Start of Document passage

She somehow found time to mother two children, who did well in life too.
Later years
By the time Eva and Philip North Moore had been married for half a century, they lived at 3414 Hawthorne Boulevard. Their golden anniversary celebration was appropriate for a couple that started out in a gold boom town. Over 400 invitations were sent for the grand reception and ‘musicale’ at their home.
As is typical of so many busy and long married couples, they lived to ripe old ages and died a year apart, Philip in 1930 at age 80, and Eva in 1931 at 78. Each had long biographical obits in the local newspapers.
Philip was no slouch himself; a member of the State Bureau of Geology and Mines for 23 years, and president of the American Institute of Mining Engineers in 1917. He served during World War I on the National Research Council. After the war he spent 12 years on the War Materials Relief Commission. North was a member of the Round Table, St Louis Academy of Science and Noonday Club.

End of Document passage
Start of Information supplied

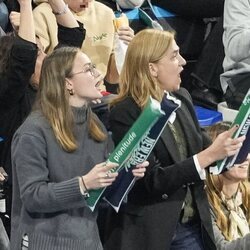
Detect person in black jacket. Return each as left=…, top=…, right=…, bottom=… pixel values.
left=104, top=29, right=245, bottom=250
left=0, top=0, right=85, bottom=236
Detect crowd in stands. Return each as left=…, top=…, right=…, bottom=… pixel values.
left=0, top=0, right=250, bottom=250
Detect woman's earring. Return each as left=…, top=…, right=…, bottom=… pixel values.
left=69, top=89, right=74, bottom=95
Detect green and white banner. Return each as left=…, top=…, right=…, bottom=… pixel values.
left=210, top=89, right=250, bottom=174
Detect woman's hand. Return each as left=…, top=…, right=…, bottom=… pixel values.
left=197, top=126, right=246, bottom=168
left=82, top=162, right=118, bottom=190
left=9, top=11, right=20, bottom=32
left=132, top=161, right=149, bottom=179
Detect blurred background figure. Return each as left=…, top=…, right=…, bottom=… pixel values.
left=206, top=122, right=250, bottom=250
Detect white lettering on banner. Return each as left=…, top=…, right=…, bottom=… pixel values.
left=124, top=135, right=155, bottom=172
left=240, top=116, right=250, bottom=135
left=114, top=132, right=136, bottom=162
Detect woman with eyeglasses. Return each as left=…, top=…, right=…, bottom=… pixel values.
left=11, top=34, right=147, bottom=250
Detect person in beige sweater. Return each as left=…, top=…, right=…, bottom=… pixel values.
left=33, top=0, right=134, bottom=90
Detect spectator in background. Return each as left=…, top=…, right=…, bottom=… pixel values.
left=0, top=173, right=9, bottom=250
left=221, top=0, right=250, bottom=110
left=33, top=0, right=133, bottom=90
left=0, top=0, right=9, bottom=31
left=104, top=29, right=245, bottom=250
left=206, top=122, right=250, bottom=250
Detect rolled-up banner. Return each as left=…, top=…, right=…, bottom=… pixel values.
left=103, top=94, right=181, bottom=212
left=86, top=98, right=165, bottom=211
left=210, top=89, right=250, bottom=174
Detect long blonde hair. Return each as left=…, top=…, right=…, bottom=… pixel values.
left=111, top=29, right=174, bottom=108
left=36, top=47, right=106, bottom=152
left=206, top=174, right=250, bottom=241
left=206, top=122, right=250, bottom=241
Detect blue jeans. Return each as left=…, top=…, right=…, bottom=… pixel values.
left=170, top=223, right=204, bottom=250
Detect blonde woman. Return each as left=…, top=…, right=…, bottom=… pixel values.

End of Information supplied

Exercise instructions: Continue the passage about the later years of Eva and Philip North Moore, starting after its last sentence. The entries have no role here.

Answer to this problem:
He accomplished all of this while engaged in a career that involved 50,000 miles of travel per year throughout North America. Along the way he managed a placer mining operation in Montana, iron companies in Alabama and Kentucky, and a zinc mine in Oklahoma.
Eva’s favorite poems were by Henry Van Dyke, and her favorite of those was entitled “Work.”
Let me but find it in my heart to say, When vagrant wishes beckon me astray, "This is my work; my blessing, not my doom; "Of all who live, I am the one by whom "This work can best be done in the right way."
Their Lafayette Square home still stands
During the Moore’s stay at 1520 Mississippi, the ruinous tornado of 1896 struck South St. Louis. The lovely turret steeple you see today looks flattened, and the north wall is largely missing. The Moores persevered through it, and it’s a tribute to them that they stayed in the neighborhood for another seven years. Others took the cue and their insurance settlements, to leg it west.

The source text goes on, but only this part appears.